Exercise task :: Return, word for word, the lines below that begin at the line containing "of the green" and end with the line containing "<point>172,158</point>", including both of those lines.

Data supplied ::

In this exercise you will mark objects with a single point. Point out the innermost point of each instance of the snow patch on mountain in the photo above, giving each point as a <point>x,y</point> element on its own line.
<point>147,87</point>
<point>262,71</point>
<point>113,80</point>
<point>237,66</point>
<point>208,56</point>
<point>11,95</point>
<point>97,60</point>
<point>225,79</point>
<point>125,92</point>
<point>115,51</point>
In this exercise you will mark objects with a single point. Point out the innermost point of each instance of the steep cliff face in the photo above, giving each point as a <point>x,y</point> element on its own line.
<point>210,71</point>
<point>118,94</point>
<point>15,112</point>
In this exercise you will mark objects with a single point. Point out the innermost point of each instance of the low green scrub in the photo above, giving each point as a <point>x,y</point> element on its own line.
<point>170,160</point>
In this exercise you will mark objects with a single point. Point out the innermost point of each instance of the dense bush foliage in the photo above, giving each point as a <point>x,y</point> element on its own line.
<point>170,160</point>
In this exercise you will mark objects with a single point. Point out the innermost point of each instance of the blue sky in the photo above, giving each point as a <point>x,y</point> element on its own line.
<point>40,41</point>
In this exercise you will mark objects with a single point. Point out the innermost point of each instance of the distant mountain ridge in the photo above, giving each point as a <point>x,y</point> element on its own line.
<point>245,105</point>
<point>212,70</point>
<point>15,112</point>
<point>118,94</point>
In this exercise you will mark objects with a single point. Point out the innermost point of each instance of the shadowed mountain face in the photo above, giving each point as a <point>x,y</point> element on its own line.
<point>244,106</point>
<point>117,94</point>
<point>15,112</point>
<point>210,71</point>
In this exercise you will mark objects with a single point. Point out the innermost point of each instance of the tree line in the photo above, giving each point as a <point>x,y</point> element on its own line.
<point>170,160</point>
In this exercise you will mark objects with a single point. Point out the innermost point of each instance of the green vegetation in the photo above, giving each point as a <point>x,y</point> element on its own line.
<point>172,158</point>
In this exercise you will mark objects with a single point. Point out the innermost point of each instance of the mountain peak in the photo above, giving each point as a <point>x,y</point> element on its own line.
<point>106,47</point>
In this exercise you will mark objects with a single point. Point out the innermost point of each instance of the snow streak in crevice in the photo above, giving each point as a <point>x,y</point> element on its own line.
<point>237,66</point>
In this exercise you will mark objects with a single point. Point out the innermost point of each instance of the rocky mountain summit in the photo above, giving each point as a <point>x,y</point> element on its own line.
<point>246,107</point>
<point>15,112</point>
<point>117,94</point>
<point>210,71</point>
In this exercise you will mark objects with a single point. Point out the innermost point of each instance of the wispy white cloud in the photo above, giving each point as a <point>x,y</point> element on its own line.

Written answer ::
In this exercise you will mark objects with a single point. Point out the innermost point of each instance of the green vegetation in the photo above, giving each point as a <point>x,y</point> element on its own line.
<point>172,158</point>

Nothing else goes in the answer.